Write out the data exactly, keeping every line.
--- EXERCISE INPUT Enclosed Below ---
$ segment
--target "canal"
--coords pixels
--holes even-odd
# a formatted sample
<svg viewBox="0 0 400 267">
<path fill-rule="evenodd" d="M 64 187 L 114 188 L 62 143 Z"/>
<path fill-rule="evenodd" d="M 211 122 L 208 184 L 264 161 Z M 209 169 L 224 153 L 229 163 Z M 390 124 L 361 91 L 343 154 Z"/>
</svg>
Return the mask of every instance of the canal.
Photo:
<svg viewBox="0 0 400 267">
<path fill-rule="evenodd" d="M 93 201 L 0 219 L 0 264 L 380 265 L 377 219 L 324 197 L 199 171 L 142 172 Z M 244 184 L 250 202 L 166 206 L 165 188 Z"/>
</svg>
--- End of Enclosed EXERCISE INPUT ---
◆ **SOLUTION TO THIS EXERCISE**:
$ segment
--target "canal"
--coords pixels
--holes even-odd
# a formatted sample
<svg viewBox="0 0 400 267">
<path fill-rule="evenodd" d="M 64 187 L 114 188 L 62 143 Z"/>
<path fill-rule="evenodd" d="M 211 122 L 208 184 L 264 161 Z M 209 169 L 224 153 L 229 163 Z M 390 124 L 361 91 L 343 154 Z"/>
</svg>
Return the mask of every instance of the canal.
Photo:
<svg viewBox="0 0 400 267">
<path fill-rule="evenodd" d="M 93 201 L 0 219 L 0 264 L 380 265 L 377 219 L 324 197 L 199 171 L 142 172 Z M 244 184 L 250 202 L 166 206 L 165 188 Z"/>
</svg>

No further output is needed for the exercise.